- **Directive**
Please extract each line of the listing below that contains the word "background".

Dataset excerpt:
··········

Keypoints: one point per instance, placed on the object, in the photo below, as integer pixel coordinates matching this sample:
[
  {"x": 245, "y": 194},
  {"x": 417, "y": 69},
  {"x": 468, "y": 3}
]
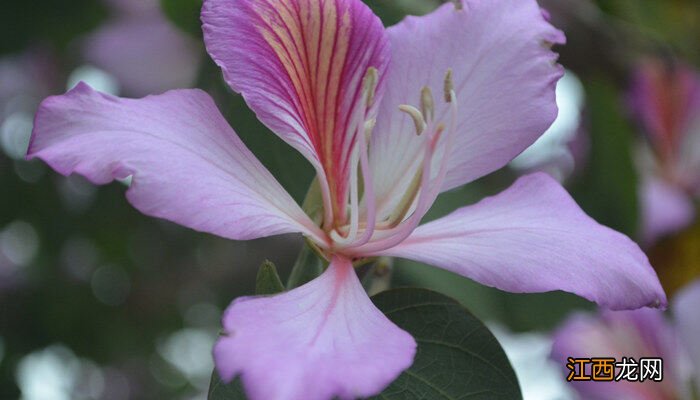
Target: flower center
[{"x": 363, "y": 232}]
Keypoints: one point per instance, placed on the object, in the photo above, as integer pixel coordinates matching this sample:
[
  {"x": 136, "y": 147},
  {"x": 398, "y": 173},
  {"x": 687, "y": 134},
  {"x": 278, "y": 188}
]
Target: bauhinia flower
[
  {"x": 389, "y": 119},
  {"x": 635, "y": 335},
  {"x": 666, "y": 100}
]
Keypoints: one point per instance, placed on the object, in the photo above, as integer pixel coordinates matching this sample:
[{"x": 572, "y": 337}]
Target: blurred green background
[{"x": 100, "y": 302}]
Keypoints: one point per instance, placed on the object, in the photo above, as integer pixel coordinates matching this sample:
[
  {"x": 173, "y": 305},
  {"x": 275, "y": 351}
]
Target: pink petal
[
  {"x": 300, "y": 66},
  {"x": 534, "y": 238},
  {"x": 685, "y": 310},
  {"x": 666, "y": 209},
  {"x": 320, "y": 341},
  {"x": 504, "y": 76},
  {"x": 637, "y": 334},
  {"x": 187, "y": 163}
]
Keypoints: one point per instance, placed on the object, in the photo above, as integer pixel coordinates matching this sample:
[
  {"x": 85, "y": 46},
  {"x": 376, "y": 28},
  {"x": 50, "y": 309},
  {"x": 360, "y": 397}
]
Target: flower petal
[
  {"x": 686, "y": 304},
  {"x": 666, "y": 209},
  {"x": 188, "y": 165},
  {"x": 534, "y": 238},
  {"x": 618, "y": 334},
  {"x": 300, "y": 66},
  {"x": 504, "y": 77},
  {"x": 322, "y": 340}
]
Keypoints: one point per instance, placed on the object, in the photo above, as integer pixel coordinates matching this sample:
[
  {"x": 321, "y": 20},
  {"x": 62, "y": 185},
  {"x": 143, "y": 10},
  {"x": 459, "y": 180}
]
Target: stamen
[
  {"x": 428, "y": 187},
  {"x": 370, "y": 85},
  {"x": 369, "y": 128},
  {"x": 427, "y": 103},
  {"x": 417, "y": 117},
  {"x": 449, "y": 86}
]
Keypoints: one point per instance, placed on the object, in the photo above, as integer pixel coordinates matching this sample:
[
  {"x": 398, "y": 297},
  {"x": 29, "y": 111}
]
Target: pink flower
[
  {"x": 666, "y": 100},
  {"x": 361, "y": 104},
  {"x": 638, "y": 334},
  {"x": 142, "y": 49}
]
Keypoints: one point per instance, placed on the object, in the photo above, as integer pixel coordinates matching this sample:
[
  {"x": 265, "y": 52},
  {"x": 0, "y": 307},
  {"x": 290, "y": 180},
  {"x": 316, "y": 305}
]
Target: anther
[
  {"x": 370, "y": 85},
  {"x": 449, "y": 86},
  {"x": 427, "y": 103},
  {"x": 417, "y": 117}
]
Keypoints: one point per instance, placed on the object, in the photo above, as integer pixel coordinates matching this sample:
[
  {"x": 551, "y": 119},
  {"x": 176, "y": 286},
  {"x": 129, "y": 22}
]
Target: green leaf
[
  {"x": 221, "y": 391},
  {"x": 184, "y": 14},
  {"x": 457, "y": 358},
  {"x": 268, "y": 281},
  {"x": 307, "y": 267}
]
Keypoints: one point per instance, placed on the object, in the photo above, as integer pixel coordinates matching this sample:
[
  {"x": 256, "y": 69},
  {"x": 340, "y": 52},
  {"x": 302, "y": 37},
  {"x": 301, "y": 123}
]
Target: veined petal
[
  {"x": 685, "y": 310},
  {"x": 300, "y": 66},
  {"x": 534, "y": 238},
  {"x": 504, "y": 78},
  {"x": 188, "y": 165},
  {"x": 320, "y": 341}
]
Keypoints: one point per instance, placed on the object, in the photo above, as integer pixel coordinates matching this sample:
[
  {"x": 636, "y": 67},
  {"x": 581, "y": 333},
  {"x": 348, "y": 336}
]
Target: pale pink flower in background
[
  {"x": 638, "y": 334},
  {"x": 666, "y": 100},
  {"x": 389, "y": 119},
  {"x": 143, "y": 49}
]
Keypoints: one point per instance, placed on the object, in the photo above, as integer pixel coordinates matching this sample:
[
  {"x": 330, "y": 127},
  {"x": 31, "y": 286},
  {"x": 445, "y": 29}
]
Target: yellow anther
[
  {"x": 427, "y": 103},
  {"x": 370, "y": 85},
  {"x": 449, "y": 86},
  {"x": 417, "y": 117}
]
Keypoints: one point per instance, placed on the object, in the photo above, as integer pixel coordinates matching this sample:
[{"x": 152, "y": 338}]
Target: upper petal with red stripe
[{"x": 300, "y": 65}]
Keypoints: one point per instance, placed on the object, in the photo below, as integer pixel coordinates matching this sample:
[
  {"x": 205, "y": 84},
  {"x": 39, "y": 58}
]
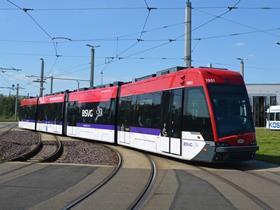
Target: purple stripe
[
  {"x": 99, "y": 126},
  {"x": 50, "y": 122},
  {"x": 27, "y": 120},
  {"x": 151, "y": 131}
]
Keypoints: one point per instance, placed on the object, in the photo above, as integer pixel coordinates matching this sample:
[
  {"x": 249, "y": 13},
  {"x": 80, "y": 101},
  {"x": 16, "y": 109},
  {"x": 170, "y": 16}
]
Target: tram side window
[
  {"x": 126, "y": 106},
  {"x": 147, "y": 110},
  {"x": 156, "y": 122},
  {"x": 196, "y": 115},
  {"x": 27, "y": 112},
  {"x": 72, "y": 113},
  {"x": 143, "y": 111}
]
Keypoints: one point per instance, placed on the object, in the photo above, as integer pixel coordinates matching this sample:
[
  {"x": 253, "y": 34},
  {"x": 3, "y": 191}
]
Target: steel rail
[
  {"x": 98, "y": 186},
  {"x": 139, "y": 202}
]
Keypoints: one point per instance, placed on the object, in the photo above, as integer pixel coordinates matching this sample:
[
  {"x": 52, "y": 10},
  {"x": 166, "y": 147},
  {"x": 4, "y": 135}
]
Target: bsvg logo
[{"x": 87, "y": 113}]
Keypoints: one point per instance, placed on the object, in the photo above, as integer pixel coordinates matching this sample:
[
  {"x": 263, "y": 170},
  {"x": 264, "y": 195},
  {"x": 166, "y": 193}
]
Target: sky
[{"x": 135, "y": 38}]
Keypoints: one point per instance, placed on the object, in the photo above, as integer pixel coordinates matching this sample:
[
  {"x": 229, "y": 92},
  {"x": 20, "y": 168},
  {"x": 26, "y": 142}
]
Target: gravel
[
  {"x": 16, "y": 143},
  {"x": 87, "y": 153}
]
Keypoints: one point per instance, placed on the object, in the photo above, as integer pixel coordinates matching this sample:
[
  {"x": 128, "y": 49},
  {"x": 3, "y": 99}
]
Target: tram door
[{"x": 171, "y": 122}]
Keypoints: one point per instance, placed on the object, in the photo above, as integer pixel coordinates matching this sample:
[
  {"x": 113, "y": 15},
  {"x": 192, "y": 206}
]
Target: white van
[{"x": 273, "y": 117}]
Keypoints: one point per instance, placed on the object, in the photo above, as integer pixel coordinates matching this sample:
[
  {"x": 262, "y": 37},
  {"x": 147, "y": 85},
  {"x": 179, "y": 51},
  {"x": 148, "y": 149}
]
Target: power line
[
  {"x": 153, "y": 40},
  {"x": 26, "y": 11},
  {"x": 238, "y": 23},
  {"x": 229, "y": 9},
  {"x": 142, "y": 8},
  {"x": 242, "y": 8},
  {"x": 149, "y": 9}
]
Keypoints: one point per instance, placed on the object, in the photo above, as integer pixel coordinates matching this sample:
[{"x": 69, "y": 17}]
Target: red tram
[{"x": 200, "y": 114}]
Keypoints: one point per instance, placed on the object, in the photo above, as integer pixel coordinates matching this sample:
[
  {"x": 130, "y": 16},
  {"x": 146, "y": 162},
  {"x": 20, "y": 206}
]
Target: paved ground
[
  {"x": 186, "y": 186},
  {"x": 179, "y": 185}
]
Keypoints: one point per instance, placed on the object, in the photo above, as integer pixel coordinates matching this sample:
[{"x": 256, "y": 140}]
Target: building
[{"x": 261, "y": 97}]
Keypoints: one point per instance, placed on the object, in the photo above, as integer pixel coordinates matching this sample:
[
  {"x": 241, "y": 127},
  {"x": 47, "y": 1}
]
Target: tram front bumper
[
  {"x": 235, "y": 153},
  {"x": 230, "y": 149}
]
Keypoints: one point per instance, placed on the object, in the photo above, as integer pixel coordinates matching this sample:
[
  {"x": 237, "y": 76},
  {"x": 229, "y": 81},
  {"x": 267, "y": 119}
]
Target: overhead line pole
[
  {"x": 92, "y": 68},
  {"x": 42, "y": 78},
  {"x": 188, "y": 29},
  {"x": 16, "y": 102},
  {"x": 51, "y": 77},
  {"x": 92, "y": 50}
]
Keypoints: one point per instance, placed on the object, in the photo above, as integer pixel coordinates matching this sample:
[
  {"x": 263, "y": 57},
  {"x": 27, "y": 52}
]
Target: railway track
[
  {"x": 44, "y": 151},
  {"x": 139, "y": 202},
  {"x": 98, "y": 186},
  {"x": 35, "y": 156},
  {"x": 6, "y": 129}
]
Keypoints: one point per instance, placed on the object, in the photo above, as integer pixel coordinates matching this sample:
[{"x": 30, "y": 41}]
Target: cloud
[{"x": 240, "y": 44}]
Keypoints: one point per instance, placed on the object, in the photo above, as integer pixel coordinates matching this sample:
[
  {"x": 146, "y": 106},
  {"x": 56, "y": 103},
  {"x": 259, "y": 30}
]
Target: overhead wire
[
  {"x": 176, "y": 38},
  {"x": 142, "y": 31},
  {"x": 238, "y": 23},
  {"x": 26, "y": 11}
]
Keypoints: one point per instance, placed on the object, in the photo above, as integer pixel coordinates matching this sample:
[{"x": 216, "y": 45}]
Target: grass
[
  {"x": 5, "y": 119},
  {"x": 269, "y": 143}
]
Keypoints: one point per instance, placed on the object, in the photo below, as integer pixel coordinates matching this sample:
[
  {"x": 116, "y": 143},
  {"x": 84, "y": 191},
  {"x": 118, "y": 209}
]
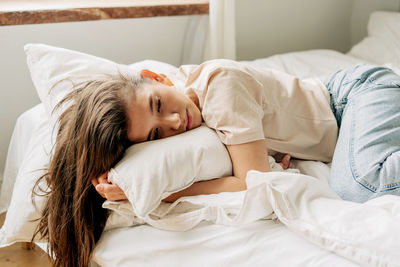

··········

- **Answer to the problem**
Target: blurred green background
Target: pale pink flower in background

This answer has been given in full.